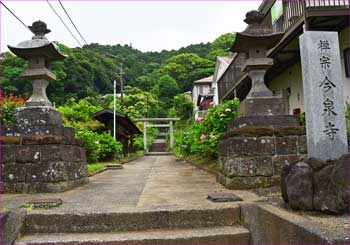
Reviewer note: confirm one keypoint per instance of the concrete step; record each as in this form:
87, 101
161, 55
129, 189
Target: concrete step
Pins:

**Aim:** Change every "concrete step" to "stone step" in the lines above and write them all out again with nothing else altered. Leave the pictures out.

**Answer to this problem:**
Reviewer note: confirm one keypoint per instance of the stone step; record each as in this form:
87, 101
161, 55
129, 189
Target: stone step
Pins:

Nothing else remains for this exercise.